### Exercise objective
Restate each line below word for word, skipping every picture.

### Records supplied
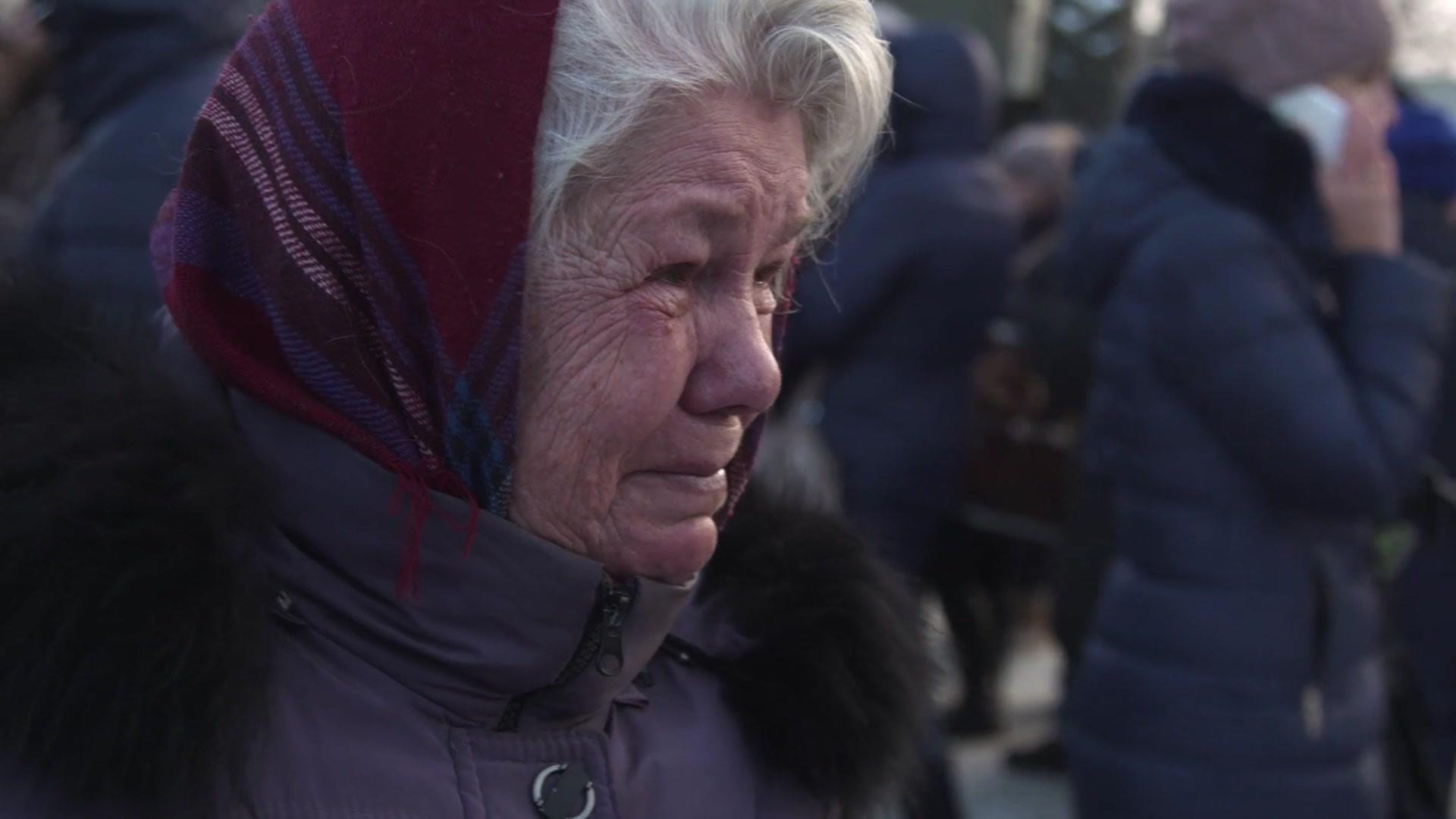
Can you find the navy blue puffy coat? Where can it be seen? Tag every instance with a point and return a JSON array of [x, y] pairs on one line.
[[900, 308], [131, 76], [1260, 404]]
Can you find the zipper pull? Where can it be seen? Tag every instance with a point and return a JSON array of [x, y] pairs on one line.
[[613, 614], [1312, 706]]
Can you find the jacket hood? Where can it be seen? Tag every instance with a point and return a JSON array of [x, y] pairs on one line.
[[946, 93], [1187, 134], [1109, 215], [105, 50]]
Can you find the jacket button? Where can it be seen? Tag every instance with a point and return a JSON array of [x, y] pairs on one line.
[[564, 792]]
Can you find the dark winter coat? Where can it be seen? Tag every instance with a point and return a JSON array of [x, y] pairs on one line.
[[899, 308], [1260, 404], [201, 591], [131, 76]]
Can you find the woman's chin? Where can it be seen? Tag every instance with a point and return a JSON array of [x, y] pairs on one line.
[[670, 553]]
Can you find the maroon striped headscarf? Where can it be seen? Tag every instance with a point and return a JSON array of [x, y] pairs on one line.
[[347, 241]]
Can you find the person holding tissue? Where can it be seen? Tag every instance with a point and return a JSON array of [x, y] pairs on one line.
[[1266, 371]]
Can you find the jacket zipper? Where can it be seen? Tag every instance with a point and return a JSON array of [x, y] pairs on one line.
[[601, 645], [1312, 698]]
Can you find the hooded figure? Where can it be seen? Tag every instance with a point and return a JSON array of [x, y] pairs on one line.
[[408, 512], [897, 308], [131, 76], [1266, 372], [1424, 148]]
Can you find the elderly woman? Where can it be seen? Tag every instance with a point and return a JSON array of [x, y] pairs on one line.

### Solution
Can you find the navy blue puffy coat? Where can it be seen? Tag every instance with a point and return a JSON array of [x, y] pairs on one line.
[[900, 308], [131, 76], [1260, 404]]
Can you find the zipper pull? Where can it be seen? Tag every instance with a point and return a JSON array of [x, y] pairs on one line.
[[613, 614], [1312, 706]]
Can you find the jacket hood? Where can it be seen? Tag every instance with a point and return a JSON array of [x, y] pairs on one line.
[[946, 93], [1187, 134], [1109, 215], [105, 50]]
Can you find the jacket button? Where can it be seen? Tag every instance with a point and return a JSON array of [x, y] pairs on one line.
[[564, 792]]
Can you find the dark winter coat? Where can it be seen? Tag every instance with a point and return a JSON array of [x, y] pairs on one line.
[[899, 308], [1260, 404], [201, 591], [131, 76]]
Can you find the woman's chin? Where can it be seen? Tag every instance with a point and return a JSON array of [x, y] pairs on one line.
[[670, 553]]
Can you find the maroon striped headscarf? Where can it be seen? Tag every instance with a point and return a JSON array of [x, y] pairs on one line.
[[347, 241]]
Can you find the person holding tissue? Where can it be seen? Tag every instance with a point and return a JSON array of [x, y] pairs on one line.
[[1266, 371]]
Can you find the jacket zipper? Where can it be seen? Tag every instance with a point and return a JSON array of [x, y] pairs on one line.
[[601, 645], [1312, 698]]
Can you find the hooded figure? Where can it be seen? Tag every instance with a point and return a JSON array of [x, y] pairs on one line.
[[408, 512], [897, 308], [131, 76], [1266, 372], [1424, 148]]
Can you find the elderly woman? Where can it be seen? Tag every instance with a point and return a JSON array of [x, y] pairs on one line.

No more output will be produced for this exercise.